Count the lines in the data below that contain the string "stripe", with case counting, and reply with only that number.

++++++++

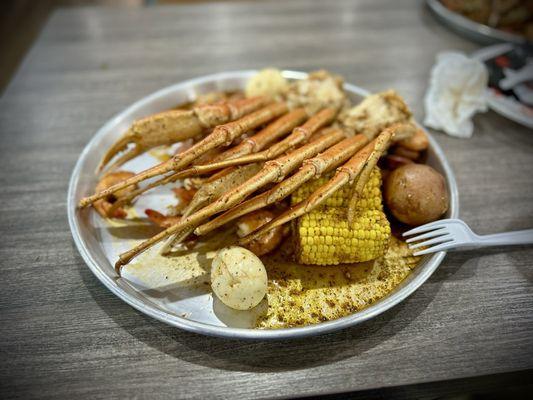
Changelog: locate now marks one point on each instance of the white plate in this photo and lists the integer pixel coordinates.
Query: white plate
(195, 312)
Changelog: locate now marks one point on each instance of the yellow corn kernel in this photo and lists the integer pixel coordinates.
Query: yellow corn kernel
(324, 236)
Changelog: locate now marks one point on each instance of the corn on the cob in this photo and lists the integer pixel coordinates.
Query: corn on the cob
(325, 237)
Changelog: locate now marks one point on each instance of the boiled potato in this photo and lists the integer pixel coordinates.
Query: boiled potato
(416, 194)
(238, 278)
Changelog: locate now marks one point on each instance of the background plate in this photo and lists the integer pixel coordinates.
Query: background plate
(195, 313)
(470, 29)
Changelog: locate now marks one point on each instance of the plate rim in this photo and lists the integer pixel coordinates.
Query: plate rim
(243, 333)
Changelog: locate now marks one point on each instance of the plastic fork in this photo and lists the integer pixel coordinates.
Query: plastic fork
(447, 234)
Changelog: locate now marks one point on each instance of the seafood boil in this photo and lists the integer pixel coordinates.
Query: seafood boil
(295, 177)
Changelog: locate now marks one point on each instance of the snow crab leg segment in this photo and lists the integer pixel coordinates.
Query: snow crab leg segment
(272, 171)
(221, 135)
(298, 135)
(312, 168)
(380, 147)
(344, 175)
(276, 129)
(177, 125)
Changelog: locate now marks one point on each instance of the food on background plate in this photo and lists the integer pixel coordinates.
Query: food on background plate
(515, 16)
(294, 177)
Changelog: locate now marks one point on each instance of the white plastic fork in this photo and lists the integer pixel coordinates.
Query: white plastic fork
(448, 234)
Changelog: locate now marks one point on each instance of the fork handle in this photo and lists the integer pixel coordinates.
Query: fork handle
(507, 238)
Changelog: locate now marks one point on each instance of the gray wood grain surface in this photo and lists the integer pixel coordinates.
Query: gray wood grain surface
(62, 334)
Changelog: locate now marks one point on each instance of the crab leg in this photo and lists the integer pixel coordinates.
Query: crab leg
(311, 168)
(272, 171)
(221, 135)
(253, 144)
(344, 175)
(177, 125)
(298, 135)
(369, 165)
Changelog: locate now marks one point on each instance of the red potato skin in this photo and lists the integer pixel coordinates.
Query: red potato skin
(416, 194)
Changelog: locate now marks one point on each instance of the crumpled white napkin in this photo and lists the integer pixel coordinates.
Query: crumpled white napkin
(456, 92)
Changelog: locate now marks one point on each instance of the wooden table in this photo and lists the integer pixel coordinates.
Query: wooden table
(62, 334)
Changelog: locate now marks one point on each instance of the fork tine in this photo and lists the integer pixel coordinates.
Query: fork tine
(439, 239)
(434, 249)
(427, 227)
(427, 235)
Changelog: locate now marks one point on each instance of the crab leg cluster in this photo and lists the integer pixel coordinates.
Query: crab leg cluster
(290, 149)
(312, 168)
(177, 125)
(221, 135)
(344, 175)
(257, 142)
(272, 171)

++++++++

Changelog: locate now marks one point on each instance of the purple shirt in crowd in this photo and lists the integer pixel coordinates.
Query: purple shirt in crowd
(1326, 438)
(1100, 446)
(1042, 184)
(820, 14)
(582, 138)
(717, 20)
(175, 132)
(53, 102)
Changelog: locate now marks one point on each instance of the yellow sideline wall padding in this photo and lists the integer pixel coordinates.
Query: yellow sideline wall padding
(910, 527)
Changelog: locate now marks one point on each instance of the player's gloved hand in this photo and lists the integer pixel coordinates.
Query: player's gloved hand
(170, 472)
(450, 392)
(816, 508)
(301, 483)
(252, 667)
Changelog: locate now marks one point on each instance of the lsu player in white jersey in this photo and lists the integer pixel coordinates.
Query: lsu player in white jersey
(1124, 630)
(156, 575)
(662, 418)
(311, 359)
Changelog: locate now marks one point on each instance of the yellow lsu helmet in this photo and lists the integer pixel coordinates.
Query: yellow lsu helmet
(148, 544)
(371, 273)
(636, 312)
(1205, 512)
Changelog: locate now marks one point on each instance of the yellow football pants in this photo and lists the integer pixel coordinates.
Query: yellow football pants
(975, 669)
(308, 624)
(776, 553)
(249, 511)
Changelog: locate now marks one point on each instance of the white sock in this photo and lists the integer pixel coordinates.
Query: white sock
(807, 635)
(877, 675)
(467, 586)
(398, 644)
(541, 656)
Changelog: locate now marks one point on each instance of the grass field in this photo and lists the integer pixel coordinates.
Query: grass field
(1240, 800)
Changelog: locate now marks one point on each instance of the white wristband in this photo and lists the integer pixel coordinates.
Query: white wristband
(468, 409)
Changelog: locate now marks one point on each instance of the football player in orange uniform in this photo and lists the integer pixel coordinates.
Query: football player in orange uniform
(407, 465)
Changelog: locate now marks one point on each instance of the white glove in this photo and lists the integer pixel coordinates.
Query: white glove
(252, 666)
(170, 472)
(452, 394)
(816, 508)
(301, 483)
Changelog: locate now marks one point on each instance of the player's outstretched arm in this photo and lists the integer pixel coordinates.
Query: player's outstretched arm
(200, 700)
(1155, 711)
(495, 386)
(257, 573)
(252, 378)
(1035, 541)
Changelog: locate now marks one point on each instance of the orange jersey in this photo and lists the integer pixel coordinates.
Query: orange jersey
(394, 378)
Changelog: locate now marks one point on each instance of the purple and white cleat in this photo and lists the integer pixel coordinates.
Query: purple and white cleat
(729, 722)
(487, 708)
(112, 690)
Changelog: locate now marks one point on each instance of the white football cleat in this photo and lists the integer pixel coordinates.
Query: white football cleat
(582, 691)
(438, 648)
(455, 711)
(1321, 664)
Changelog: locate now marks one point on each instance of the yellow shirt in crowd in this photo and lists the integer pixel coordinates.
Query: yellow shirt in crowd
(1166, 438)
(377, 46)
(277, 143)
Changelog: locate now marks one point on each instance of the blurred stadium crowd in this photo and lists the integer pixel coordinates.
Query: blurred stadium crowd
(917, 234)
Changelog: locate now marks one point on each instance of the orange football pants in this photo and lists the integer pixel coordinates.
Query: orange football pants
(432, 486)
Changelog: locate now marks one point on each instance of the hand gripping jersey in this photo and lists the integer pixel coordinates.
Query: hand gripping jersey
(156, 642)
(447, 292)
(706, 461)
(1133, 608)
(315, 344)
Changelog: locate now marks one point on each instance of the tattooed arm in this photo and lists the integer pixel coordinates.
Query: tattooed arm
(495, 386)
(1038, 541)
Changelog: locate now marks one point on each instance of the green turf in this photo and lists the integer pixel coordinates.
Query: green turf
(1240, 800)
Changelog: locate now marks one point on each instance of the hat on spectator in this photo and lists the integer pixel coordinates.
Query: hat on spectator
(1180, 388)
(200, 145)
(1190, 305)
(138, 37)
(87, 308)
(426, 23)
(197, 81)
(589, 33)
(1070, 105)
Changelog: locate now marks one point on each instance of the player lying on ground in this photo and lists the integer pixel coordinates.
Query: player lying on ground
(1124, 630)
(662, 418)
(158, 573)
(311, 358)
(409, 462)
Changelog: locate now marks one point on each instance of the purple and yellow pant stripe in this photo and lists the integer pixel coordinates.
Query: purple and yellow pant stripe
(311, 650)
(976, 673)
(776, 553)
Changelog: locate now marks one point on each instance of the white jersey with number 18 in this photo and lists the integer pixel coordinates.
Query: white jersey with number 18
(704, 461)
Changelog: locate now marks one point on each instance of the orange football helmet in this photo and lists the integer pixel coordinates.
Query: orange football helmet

++++++++

● **Solution below**
2